**GIVEN REQUEST A:**
Translate this sentence from the passage on hydrofoil sailboats into Spanish: "The boat finds equilibrium at the proper altitude."

** Start of EXCERPT TO READ **

Gee Trenace, I thought Greg Ketterman explained that to you? You can't just second guess stuff like this: the L/D of the foil system is calculated and will function as the designer wants it to-especially in the case of Greg Ketterman and Dr. Bradfield. This is a well proven concept done by guys that hold hydrofoil speed records-have a little faith-or study a bit more. Reefing would be likely in conditions where the designer has determined that structural limits could be exceeded.
I'll give Greg another chance:

HYDROFOIL SAILBOATS IN GENERAL
"Hydrofoil boats can be categorized into two categories; 1) Incidence controlled hydrofoils* and 2) surface piercing hydrofoils. The difference lies in the way the boat maintains the proper altitude above the water surface. A surface piercing hydrofoil boat maintains proper height by varying the amount of foil submerged. The boat raises up as the speed increases and reduces the amount of foil submerged and therefore the lift. The boat finds equilibrium at the proper altitude. An incidence controlled hydrofoil sailboat has a mechanism that controls the angle of attack of the foil to maintain the proper altitude. It is generally believed that surface piercing is simpler, but incidence control is more efficient. In reality, it is the method that works with fewer problems that is simpler.
From the beginning it was felt that incidence control was better suited for a sailboat even though most of the existing hydrofoil sailboats were of the surface piercing type. There are many advantages of the incidence controlled foils; however, the most important is what I call the DLA (dynamic leveling affect). This is the increase in righting moment or stability due to the ability of the windward foil to pull down. The DLA has little affect on the low wind performance, but it essentially makes the top speed of the boat limited to the strength of the boat. Conventional boats with a finite amount of righting moment can only extract so much power from the wind, but with the DLA, the righting moment is virtually unlimited.

** End of EXCERPT TO READ **

**GIVEN REQUEST B:**
Revise the listing, starting at the line containing "target: **ornate wrought iron gate**" and ending at the line containing "M 10 234 L 37". Return only those lines, with "black iron fence" swapped for "metal railing" and nothing else altered.

** Start of EXTRACTED DATA **

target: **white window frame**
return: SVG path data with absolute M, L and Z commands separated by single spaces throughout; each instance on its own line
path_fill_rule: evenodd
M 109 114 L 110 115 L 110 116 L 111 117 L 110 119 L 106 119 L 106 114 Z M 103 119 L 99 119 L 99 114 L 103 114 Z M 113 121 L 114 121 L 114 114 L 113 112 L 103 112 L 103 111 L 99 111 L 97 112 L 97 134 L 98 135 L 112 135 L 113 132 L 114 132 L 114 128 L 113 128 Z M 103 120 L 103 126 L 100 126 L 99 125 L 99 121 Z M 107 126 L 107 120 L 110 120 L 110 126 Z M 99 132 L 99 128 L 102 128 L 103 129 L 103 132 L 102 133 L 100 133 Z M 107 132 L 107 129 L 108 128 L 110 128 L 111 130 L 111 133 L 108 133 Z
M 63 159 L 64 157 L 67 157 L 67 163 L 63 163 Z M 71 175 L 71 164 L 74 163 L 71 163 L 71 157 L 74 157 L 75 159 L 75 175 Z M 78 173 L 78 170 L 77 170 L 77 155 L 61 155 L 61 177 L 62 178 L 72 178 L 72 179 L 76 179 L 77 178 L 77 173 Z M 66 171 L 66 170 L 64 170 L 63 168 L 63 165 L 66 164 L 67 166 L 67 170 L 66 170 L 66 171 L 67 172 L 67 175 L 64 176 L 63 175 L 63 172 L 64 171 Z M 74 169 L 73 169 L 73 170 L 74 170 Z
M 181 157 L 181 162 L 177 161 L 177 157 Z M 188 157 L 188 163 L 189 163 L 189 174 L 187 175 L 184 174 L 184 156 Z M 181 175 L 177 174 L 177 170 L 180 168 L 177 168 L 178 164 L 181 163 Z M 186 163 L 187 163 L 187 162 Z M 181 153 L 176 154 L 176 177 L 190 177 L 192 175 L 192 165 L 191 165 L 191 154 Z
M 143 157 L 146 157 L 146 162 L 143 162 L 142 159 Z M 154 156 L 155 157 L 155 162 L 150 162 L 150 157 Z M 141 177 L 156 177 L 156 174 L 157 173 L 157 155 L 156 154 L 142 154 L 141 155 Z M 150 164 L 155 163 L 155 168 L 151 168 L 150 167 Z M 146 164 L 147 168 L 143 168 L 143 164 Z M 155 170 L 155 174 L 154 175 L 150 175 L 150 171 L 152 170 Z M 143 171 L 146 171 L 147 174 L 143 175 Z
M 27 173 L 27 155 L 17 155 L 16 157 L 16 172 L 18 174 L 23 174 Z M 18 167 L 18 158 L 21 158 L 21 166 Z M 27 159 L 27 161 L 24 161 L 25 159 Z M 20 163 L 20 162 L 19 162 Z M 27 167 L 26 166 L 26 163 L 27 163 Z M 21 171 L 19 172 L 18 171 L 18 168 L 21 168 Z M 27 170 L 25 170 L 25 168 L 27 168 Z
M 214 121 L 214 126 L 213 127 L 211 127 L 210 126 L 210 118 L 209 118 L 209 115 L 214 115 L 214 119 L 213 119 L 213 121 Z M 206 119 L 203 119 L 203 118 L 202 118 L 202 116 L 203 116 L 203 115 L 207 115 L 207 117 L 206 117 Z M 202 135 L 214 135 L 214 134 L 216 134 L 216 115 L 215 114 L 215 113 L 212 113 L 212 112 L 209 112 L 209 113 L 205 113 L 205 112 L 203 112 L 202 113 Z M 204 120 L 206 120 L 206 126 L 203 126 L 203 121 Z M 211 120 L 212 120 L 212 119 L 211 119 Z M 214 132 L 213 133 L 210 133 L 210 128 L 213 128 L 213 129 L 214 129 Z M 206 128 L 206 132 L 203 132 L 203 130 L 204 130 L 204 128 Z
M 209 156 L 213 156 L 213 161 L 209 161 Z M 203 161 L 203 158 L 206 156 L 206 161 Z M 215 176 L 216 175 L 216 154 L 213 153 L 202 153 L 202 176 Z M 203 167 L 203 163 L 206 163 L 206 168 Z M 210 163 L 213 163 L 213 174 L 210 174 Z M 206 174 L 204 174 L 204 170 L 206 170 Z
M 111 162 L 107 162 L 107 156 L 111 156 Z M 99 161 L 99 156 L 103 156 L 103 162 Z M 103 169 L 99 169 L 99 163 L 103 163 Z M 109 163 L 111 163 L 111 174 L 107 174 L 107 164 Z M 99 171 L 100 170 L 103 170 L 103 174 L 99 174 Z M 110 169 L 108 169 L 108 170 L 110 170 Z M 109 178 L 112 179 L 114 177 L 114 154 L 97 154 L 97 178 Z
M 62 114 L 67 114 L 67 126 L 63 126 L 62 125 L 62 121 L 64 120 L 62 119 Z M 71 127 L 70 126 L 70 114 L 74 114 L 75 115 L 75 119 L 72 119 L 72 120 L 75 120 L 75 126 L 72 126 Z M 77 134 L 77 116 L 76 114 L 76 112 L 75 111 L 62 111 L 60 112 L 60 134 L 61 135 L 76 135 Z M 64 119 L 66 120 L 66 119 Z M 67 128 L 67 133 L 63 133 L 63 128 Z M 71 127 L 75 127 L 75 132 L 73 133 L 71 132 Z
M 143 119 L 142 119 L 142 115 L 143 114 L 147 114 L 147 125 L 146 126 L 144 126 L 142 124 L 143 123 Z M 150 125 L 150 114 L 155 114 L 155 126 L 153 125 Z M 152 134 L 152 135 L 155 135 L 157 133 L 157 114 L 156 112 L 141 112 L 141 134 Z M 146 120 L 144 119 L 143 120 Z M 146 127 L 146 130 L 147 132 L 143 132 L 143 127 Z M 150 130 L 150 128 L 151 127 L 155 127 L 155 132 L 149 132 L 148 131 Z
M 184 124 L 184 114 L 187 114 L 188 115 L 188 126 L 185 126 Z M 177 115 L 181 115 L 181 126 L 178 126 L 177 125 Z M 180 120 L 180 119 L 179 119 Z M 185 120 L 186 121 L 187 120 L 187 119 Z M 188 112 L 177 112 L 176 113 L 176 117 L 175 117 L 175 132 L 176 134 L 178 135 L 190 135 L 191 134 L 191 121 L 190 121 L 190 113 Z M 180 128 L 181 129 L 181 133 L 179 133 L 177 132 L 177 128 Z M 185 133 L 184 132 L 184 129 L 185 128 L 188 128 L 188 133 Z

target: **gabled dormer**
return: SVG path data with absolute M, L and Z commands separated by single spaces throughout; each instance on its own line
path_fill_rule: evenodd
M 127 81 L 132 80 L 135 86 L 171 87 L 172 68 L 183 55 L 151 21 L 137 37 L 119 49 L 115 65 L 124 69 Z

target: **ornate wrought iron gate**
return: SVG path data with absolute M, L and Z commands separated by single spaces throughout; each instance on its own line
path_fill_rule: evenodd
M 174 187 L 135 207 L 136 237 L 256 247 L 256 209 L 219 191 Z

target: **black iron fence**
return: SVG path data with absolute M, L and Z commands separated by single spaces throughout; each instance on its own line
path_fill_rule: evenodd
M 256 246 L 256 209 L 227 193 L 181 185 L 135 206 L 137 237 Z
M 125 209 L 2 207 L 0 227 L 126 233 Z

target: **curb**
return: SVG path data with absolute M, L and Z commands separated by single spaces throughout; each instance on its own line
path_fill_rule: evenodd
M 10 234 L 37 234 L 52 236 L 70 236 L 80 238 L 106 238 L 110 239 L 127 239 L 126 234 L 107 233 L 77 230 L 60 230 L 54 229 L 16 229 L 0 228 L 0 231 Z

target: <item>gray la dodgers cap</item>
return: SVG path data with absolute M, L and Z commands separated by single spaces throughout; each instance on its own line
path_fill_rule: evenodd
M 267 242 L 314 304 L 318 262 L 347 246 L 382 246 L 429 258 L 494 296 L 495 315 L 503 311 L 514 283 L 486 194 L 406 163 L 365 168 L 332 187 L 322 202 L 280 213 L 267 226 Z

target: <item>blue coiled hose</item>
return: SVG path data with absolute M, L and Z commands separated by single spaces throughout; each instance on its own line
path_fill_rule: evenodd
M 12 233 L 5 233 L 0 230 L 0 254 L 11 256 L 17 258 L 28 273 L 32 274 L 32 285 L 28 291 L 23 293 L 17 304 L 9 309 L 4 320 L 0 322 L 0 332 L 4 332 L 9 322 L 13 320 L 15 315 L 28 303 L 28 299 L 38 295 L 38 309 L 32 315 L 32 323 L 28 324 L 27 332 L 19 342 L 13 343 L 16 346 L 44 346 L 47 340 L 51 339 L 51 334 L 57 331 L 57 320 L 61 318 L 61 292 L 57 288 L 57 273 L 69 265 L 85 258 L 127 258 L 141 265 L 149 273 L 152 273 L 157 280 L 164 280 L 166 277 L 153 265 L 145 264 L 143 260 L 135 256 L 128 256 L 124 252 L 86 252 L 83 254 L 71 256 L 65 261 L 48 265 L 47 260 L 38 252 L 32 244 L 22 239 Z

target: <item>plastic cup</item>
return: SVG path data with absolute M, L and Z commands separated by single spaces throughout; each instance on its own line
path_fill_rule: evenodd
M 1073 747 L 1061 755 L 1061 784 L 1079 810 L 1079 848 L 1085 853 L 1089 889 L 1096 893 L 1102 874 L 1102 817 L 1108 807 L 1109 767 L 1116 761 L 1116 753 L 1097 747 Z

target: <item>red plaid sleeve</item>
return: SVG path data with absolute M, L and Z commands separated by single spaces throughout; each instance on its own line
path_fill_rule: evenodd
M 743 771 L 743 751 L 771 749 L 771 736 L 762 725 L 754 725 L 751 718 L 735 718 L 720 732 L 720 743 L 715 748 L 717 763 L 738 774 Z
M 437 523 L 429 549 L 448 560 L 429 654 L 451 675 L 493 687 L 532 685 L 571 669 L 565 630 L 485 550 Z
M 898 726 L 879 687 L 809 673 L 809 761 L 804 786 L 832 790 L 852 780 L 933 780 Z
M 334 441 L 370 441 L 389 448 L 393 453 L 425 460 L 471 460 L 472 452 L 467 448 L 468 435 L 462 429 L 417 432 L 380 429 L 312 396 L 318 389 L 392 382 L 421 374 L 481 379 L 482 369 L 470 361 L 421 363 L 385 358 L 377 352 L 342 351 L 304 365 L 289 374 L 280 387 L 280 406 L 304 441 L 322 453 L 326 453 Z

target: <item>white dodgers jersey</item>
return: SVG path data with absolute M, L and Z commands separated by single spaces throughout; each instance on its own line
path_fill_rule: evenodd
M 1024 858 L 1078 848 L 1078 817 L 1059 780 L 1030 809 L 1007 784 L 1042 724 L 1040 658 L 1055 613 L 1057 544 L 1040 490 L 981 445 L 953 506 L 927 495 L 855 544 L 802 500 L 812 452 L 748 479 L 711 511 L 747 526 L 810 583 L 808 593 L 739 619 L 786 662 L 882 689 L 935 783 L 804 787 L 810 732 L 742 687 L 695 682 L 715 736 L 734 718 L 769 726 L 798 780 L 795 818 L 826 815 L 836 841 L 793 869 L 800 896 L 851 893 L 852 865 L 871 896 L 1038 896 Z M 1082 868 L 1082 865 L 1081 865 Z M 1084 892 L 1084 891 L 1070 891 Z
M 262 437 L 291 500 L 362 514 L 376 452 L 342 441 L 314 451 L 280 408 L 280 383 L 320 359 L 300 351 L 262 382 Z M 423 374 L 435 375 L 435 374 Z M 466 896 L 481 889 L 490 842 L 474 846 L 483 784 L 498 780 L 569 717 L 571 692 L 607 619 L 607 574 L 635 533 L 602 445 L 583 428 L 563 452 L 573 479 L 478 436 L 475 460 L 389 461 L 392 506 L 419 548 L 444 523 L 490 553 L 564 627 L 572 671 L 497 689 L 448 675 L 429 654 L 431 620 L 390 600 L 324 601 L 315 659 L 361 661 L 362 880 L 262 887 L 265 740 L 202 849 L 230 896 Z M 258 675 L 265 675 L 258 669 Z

** End of EXTRACTED DATA **

**TASK ANSWER A:**
El barco encuentra el equilibrio a la altura adecuada.

**TASK ANSWER B:**
target: **ornate wrought iron gate**
return: SVG path data with absolute M, L and Z commands separated by single spaces throughout; each instance on its own line
path_fill_rule: evenodd
M 174 187 L 135 207 L 136 237 L 256 247 L 256 209 L 219 191 Z

target: **metal railing**
return: SVG path data with absolute M, L and Z commands separated by single spaces throughout; each instance on its own line
path_fill_rule: evenodd
M 256 246 L 256 209 L 227 193 L 181 185 L 135 206 L 137 237 Z
M 125 209 L 2 207 L 0 227 L 126 233 Z

target: **curb**
return: SVG path data with absolute M, L and Z commands separated by single spaces throughout; each instance on its own line
path_fill_rule: evenodd
M 10 234 L 37 234 L 52 236 L 70 236 L 80 238 L 106 238 L 110 239 L 127 239 L 126 234 L 107 233 L 77 230 L 60 230 L 54 229 L 16 229 L 0 228 L 0 231 Z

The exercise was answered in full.